━━ Excerpt provided
Posts filed under Cooking

History of the Pressure Cooker before the Boston Marathon Bombing

The tragic new from Boston now suggests that the bombs exploded at the Marathon finish line were constructed using pressure cookers.

These two gerrymandered “kitchen” bombs sadly killed three innocent bystanders and seriously injured many, many more.

Yet for centuries the pressure cooker has served humanity far more beneficially. In fact, it was from the beginning conceived as a tool to help, not hurt, people.

Denis Papin, a French physicist and mathematician, invented the first pressure cooker in 1679.  It was called a “digester” because its purpose was to extract nutrition from bones and so to improve the diet of the poor.

His invention successfully raised the boiling point of water and at this higher temperature, both softened inexpensive bones and greatly shortened cooking quick time (fuel was expensive and in short supply). Yet its high price made this early model too expensive for the very people it was designed to aid.

During the 18th and 19th centuries, the people most interested in the digester were military cooks, men who needed a way to produce quicker and more nutritious meals for the weary soldiers waiting nearby.
━━━━
━━ Entries
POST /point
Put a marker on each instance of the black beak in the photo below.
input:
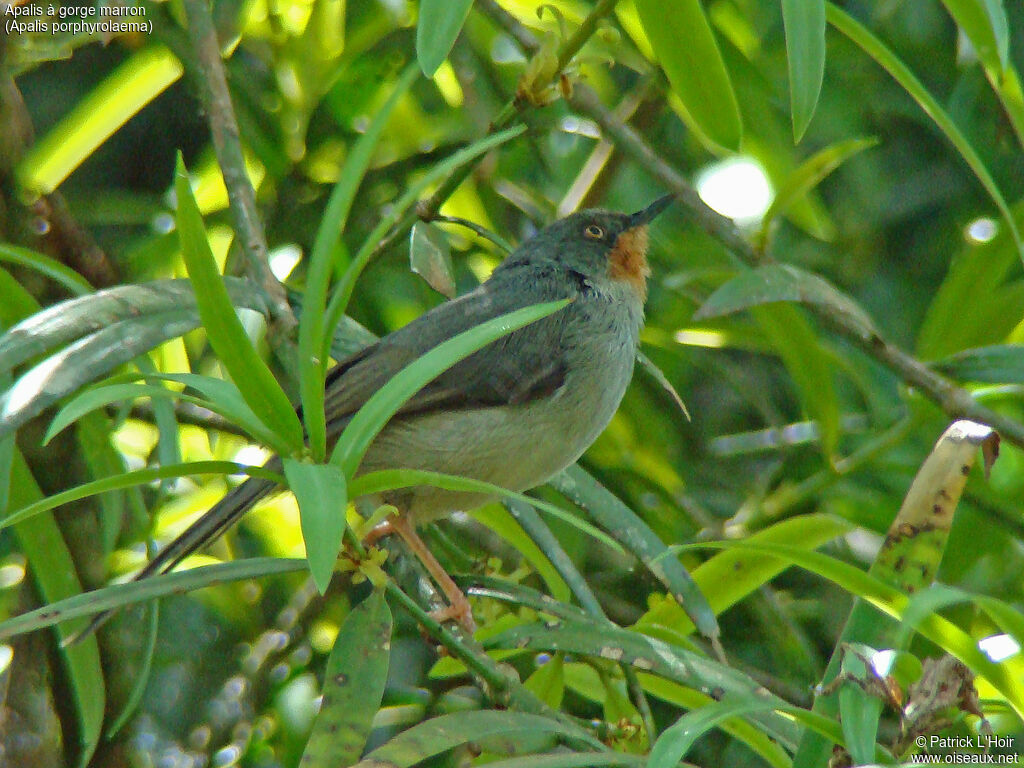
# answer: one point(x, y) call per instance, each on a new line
point(647, 214)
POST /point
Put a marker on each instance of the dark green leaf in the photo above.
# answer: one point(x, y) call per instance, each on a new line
point(609, 512)
point(353, 686)
point(772, 283)
point(430, 257)
point(440, 734)
point(323, 496)
point(371, 419)
point(85, 360)
point(223, 329)
point(1001, 364)
point(805, 45)
point(685, 46)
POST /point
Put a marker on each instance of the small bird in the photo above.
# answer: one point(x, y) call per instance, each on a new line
point(513, 414)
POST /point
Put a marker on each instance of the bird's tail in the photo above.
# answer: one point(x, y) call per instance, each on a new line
point(207, 528)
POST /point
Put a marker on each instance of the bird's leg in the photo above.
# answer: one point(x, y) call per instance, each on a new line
point(459, 608)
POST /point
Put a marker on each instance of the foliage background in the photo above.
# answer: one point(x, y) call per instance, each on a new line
point(801, 429)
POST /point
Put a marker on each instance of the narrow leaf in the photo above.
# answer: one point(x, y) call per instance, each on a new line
point(430, 257)
point(322, 494)
point(129, 593)
point(53, 570)
point(75, 318)
point(805, 46)
point(109, 107)
point(984, 22)
point(685, 46)
point(1000, 364)
point(676, 740)
point(371, 419)
point(343, 291)
point(899, 71)
point(636, 536)
point(438, 26)
point(810, 173)
point(85, 360)
point(442, 733)
point(353, 686)
point(223, 329)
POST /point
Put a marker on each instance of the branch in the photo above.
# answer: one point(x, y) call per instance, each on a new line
point(224, 131)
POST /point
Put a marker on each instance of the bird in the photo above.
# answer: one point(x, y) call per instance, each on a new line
point(513, 414)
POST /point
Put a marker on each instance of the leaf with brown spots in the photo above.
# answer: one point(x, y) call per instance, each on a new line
point(353, 686)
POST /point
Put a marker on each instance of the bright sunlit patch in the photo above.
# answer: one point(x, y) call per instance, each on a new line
point(696, 338)
point(11, 574)
point(883, 662)
point(448, 84)
point(284, 258)
point(981, 230)
point(252, 456)
point(736, 187)
point(999, 647)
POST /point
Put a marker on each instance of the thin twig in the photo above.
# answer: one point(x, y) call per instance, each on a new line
point(428, 209)
point(242, 198)
point(954, 400)
point(480, 230)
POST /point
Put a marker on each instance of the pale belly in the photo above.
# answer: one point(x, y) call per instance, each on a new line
point(516, 448)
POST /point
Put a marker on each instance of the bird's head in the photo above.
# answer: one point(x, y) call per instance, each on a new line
point(601, 245)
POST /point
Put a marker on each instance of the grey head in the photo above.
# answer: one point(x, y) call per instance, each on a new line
point(597, 244)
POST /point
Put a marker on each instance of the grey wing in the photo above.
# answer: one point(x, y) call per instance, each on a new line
point(525, 365)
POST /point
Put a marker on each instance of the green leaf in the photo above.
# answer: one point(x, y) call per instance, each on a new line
point(984, 22)
point(604, 640)
point(222, 397)
point(223, 329)
point(322, 494)
point(805, 46)
point(438, 26)
point(773, 283)
point(343, 291)
point(685, 46)
point(1000, 364)
point(130, 479)
point(353, 686)
point(85, 360)
point(798, 345)
point(899, 71)
point(859, 712)
point(505, 525)
point(676, 740)
point(442, 733)
point(548, 681)
point(46, 265)
point(53, 570)
point(893, 603)
point(808, 175)
point(76, 318)
point(312, 331)
point(129, 593)
point(110, 105)
point(730, 576)
point(370, 419)
point(430, 257)
point(390, 479)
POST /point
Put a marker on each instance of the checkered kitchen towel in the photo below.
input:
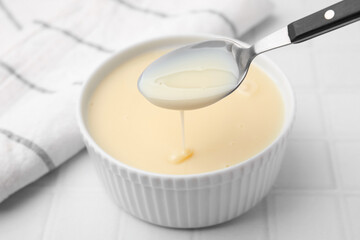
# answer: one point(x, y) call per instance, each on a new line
point(49, 47)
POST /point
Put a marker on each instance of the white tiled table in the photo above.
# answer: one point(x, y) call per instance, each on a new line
point(316, 196)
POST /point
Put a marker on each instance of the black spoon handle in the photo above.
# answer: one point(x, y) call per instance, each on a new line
point(323, 21)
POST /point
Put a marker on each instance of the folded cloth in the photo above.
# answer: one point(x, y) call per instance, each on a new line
point(50, 47)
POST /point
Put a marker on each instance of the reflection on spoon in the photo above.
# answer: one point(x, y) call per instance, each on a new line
point(190, 77)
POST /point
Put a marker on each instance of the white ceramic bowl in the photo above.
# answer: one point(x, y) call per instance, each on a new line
point(187, 201)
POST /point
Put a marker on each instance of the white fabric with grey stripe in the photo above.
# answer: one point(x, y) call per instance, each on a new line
point(48, 48)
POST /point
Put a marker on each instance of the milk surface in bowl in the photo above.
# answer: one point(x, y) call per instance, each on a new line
point(196, 192)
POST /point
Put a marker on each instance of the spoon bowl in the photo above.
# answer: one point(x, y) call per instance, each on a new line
point(201, 74)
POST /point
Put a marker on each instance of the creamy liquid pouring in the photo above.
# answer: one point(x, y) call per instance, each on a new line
point(195, 78)
point(134, 131)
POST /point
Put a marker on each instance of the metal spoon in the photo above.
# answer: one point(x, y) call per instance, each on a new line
point(220, 51)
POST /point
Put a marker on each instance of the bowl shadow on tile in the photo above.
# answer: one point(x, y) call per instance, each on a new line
point(250, 224)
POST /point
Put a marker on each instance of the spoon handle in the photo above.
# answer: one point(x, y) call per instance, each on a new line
point(323, 21)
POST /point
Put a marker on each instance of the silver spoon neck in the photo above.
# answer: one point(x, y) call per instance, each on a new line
point(275, 40)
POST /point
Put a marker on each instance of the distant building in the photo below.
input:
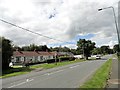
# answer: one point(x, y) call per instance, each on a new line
point(78, 56)
point(31, 56)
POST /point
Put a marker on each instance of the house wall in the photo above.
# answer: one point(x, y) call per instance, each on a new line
point(33, 58)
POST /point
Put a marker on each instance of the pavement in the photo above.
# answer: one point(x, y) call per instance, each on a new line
point(68, 76)
point(114, 81)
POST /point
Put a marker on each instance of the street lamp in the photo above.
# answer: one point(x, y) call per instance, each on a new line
point(115, 23)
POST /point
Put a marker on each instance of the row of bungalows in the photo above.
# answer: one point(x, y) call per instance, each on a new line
point(31, 56)
point(21, 57)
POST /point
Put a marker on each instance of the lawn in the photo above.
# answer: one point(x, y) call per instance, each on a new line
point(18, 70)
point(99, 78)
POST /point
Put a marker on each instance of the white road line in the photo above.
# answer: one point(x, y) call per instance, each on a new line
point(54, 72)
point(74, 66)
point(27, 80)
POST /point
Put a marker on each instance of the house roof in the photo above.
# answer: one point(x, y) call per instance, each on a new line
point(32, 53)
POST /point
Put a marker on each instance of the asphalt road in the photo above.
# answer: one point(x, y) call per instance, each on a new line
point(69, 76)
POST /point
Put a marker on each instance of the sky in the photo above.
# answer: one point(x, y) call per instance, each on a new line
point(64, 20)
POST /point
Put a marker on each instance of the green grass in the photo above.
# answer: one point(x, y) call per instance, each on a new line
point(99, 78)
point(17, 70)
point(52, 65)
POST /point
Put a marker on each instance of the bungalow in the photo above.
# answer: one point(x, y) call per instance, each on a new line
point(31, 56)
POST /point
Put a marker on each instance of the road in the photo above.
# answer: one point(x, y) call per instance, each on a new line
point(69, 76)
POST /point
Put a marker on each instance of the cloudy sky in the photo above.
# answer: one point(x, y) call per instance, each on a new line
point(64, 20)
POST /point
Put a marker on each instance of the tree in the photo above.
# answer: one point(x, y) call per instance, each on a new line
point(86, 46)
point(105, 49)
point(7, 52)
point(116, 48)
point(96, 51)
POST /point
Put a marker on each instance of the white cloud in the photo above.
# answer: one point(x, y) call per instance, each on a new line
point(70, 18)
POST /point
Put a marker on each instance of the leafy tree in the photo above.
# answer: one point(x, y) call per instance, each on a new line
point(96, 51)
point(7, 52)
point(86, 46)
point(116, 48)
point(105, 49)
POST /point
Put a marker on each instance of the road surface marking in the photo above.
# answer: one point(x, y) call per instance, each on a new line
point(74, 66)
point(53, 72)
point(27, 80)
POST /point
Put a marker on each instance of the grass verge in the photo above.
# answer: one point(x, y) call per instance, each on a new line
point(15, 71)
point(99, 78)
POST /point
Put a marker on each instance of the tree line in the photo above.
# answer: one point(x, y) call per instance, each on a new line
point(85, 47)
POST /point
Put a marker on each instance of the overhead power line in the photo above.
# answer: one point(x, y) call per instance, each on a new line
point(32, 31)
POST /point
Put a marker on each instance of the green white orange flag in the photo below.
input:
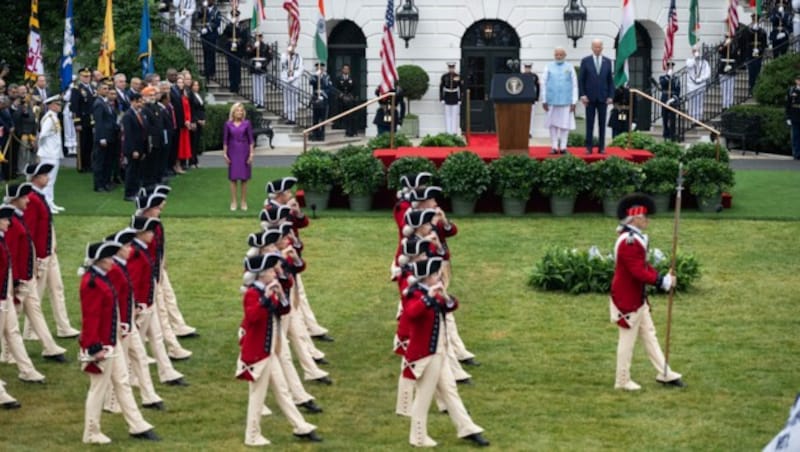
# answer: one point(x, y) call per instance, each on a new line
point(321, 35)
point(626, 45)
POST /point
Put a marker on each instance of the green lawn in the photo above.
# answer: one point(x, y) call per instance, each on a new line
point(546, 382)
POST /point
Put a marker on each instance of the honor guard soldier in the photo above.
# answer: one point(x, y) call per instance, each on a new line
point(628, 303)
point(528, 69)
point(348, 93)
point(260, 56)
point(425, 310)
point(81, 102)
point(450, 94)
point(726, 69)
point(259, 336)
point(793, 115)
point(320, 87)
point(100, 356)
point(670, 93)
point(23, 253)
point(39, 219)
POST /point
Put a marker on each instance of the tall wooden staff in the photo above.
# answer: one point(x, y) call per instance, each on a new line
point(678, 191)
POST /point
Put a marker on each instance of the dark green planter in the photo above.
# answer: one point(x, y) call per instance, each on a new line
point(360, 203)
point(462, 206)
point(514, 207)
point(320, 199)
point(562, 206)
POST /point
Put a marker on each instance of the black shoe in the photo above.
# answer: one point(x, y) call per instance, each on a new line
point(323, 338)
point(478, 439)
point(677, 383)
point(154, 406)
point(310, 406)
point(149, 435)
point(470, 362)
point(60, 358)
point(310, 436)
point(177, 382)
point(326, 380)
point(11, 405)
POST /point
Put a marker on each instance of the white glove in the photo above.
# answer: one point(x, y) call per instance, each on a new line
point(668, 282)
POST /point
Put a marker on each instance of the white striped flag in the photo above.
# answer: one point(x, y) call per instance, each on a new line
point(388, 70)
point(733, 18)
point(672, 28)
point(292, 8)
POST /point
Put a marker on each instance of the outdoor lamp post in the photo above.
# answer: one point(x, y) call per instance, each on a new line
point(575, 20)
point(407, 17)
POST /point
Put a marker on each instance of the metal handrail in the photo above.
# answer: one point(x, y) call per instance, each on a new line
point(350, 111)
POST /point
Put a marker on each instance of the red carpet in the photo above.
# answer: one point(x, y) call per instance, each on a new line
point(485, 145)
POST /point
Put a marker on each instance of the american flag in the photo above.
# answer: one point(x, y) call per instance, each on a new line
point(733, 18)
point(292, 7)
point(672, 28)
point(388, 69)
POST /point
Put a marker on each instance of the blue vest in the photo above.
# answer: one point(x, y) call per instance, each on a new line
point(559, 84)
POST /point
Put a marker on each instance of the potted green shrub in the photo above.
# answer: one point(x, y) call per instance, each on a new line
point(660, 179)
point(414, 82)
point(407, 165)
point(464, 178)
point(362, 175)
point(613, 178)
point(513, 178)
point(315, 171)
point(707, 179)
point(562, 178)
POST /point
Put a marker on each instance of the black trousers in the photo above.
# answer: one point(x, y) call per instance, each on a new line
point(599, 108)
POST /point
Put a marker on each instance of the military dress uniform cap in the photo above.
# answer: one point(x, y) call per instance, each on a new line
point(150, 201)
point(428, 267)
point(422, 194)
point(143, 224)
point(258, 264)
point(415, 180)
point(123, 237)
point(635, 204)
point(274, 212)
point(101, 250)
point(416, 218)
point(14, 191)
point(34, 169)
point(280, 185)
point(6, 211)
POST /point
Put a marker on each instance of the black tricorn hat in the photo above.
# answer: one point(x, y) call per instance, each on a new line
point(635, 204)
point(427, 267)
point(257, 264)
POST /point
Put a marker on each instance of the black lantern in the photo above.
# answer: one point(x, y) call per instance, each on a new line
point(575, 20)
point(407, 16)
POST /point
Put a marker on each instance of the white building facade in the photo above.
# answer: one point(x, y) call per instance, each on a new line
point(483, 36)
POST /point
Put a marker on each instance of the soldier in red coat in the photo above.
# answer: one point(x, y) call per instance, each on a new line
point(23, 269)
point(426, 306)
point(264, 303)
point(629, 306)
point(39, 218)
point(100, 356)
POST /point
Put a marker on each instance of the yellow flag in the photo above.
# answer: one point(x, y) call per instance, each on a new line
point(105, 62)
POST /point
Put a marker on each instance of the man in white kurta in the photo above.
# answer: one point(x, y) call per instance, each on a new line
point(559, 96)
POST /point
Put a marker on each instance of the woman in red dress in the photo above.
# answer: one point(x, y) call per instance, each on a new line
point(184, 135)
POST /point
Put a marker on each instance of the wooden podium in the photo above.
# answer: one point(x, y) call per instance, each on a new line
point(513, 96)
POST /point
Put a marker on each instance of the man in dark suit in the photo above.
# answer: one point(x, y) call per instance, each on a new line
point(596, 91)
point(106, 137)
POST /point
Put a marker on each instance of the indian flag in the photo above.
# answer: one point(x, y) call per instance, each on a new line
point(627, 43)
point(321, 36)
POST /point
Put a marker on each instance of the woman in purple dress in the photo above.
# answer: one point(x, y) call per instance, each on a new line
point(238, 147)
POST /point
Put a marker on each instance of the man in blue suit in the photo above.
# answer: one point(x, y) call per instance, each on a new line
point(596, 90)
━━━━
▶ [Task set]:
1/ In the post on pressure cooker history, in what year did Denis Papin invent the first pressure cooker?
2/ Do the following statements agree with the post on pressure cooker history? Answer yes or no for each, quoting the deciding words from the post.
(a) The first pressure cooker was called a "digester."
(b) The early model was cheap enough for the poor to buy.
(c) During the 18th and 19th centuries, farmers were the people most interested in the digester.
3/ Summarize the post on pressure cooker history in two sentences.

▶ [Results by task]:
1/ 1679

2/
(a) Yes: "It was called a “digester” because its purpose was to extract nutrition from bones and so to improve the diet of the poor."
(b) No: "Yet its high price made this early model too expensive for the very people it was designed to aid."
(c) No: "During the 18th and 19th centuries, the people most interested in the digester were military cooks"

3/ The post notes that news from Boston suggests the Marathon bombs were built with pressure cookers, but it says the device has served humanity beneficially for centuries and was conceived from the start as a tool to help people. Denis Papin invented it in 1679 as a "digester" to extract nutrition from bones for the poor, though its high price made it too expensive for them, and in the 18th and 19th centuries military cooks were the people most interested in it.